- **CHALLENGE A**: Copy the passage of the forum thread between "EDIT: Oh 1828" and "a temporary blip.", inclusive.
- **CHALLENGE B**: In one to three sentences, explain why the restored like and post counts in the forum thread did not show up right away.

I have 9183 posts and 1827 likes currently you see, so if I lose any of them then I'll be suing Shaun! 


EDIT: Oh 1828 likes, thanks Mickle!

Edit... Oh I can see this being a pain!  .... its at 1831 now anyway.


----------



## Shaun (28 Nov 2012)

Don't worry ... it was a temporary blip. 

When Jazloc's account was accidentally closed all the likes and post counts were deducted for anyone who'd posted in one of his threads; when his account was reinstated so were all the likes and posts. 

However, because the software only adjusts the counts on a timed cycle, the change wasn't _immediately_ visible.

Should all be back to normal now.


----------



## Mad Doug Biker (28 Nov 2012)

9201 posts and 1834 likes..... I'm sure I'll get at least 2000 likes at least


----------



## Mad Doug Biker (28 Nov 2012)

1838 likes now, thanks Rockaay!!


----------



## Mad Doug Biker (28 Nov 2012)

......1843, its fair whizzin' up and I don't even see all of the posts responsible!


----------



## Nihal (28 Nov 2012)

Mad Doug Biker said:


> To be fair, he does have a point though Nihal


----------



## Mad Doug Biker (28 Nov 2012)

Nihal said:


>



Oh come here, we don't mean it really!




..... Well, at least I think we don't.


----------

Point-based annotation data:
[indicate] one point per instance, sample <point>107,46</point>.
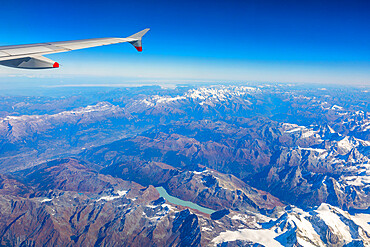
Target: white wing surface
<point>31,56</point>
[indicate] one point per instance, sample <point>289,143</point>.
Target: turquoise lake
<point>163,193</point>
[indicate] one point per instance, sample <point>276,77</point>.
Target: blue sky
<point>191,41</point>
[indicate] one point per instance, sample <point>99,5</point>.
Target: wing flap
<point>38,62</point>
<point>28,50</point>
<point>31,55</point>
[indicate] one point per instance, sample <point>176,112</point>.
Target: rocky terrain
<point>282,165</point>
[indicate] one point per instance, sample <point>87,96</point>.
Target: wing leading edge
<point>31,56</point>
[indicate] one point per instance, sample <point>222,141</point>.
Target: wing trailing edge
<point>31,56</point>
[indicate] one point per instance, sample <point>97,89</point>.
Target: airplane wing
<point>31,56</point>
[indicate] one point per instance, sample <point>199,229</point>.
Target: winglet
<point>137,42</point>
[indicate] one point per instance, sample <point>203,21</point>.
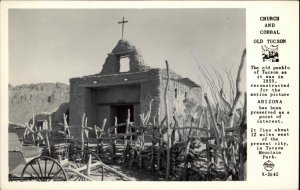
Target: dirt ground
<point>133,173</point>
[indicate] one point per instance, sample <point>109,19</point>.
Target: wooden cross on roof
<point>122,22</point>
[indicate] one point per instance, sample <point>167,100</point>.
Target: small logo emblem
<point>268,165</point>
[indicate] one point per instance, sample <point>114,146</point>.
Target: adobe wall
<point>83,96</point>
<point>177,103</point>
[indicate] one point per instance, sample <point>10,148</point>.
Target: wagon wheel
<point>87,163</point>
<point>43,168</point>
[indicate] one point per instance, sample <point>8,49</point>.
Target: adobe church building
<point>111,92</point>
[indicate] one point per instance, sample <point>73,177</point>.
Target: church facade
<point>111,93</point>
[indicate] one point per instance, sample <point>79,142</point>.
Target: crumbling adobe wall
<point>183,92</point>
<point>151,90</point>
<point>124,48</point>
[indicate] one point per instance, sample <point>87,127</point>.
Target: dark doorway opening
<point>121,112</point>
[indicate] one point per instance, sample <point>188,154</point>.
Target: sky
<point>54,45</point>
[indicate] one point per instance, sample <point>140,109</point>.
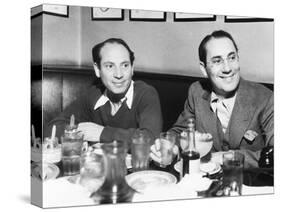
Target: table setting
<point>87,173</point>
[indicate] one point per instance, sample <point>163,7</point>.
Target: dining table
<point>66,191</point>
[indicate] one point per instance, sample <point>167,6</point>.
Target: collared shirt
<point>116,106</point>
<point>223,108</point>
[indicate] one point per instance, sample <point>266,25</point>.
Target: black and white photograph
<point>142,106</point>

- **EXERCISE RESPONSE A**:
EDIT: Oh 1828 likes, thanks Mickle!

Edit... Oh I can see this being a pain!  .... its at 1831 now anyway.


----------



## Shaun (28 Nov 2012)

Don't worry ... it was a temporary blip.

- **EXERCISE RESPONSE B**: The software adjusts the counts only on a timed cycle. So when Jazloc's account was reinstated and the likes and posts were restored, the change wasn't immediately visible.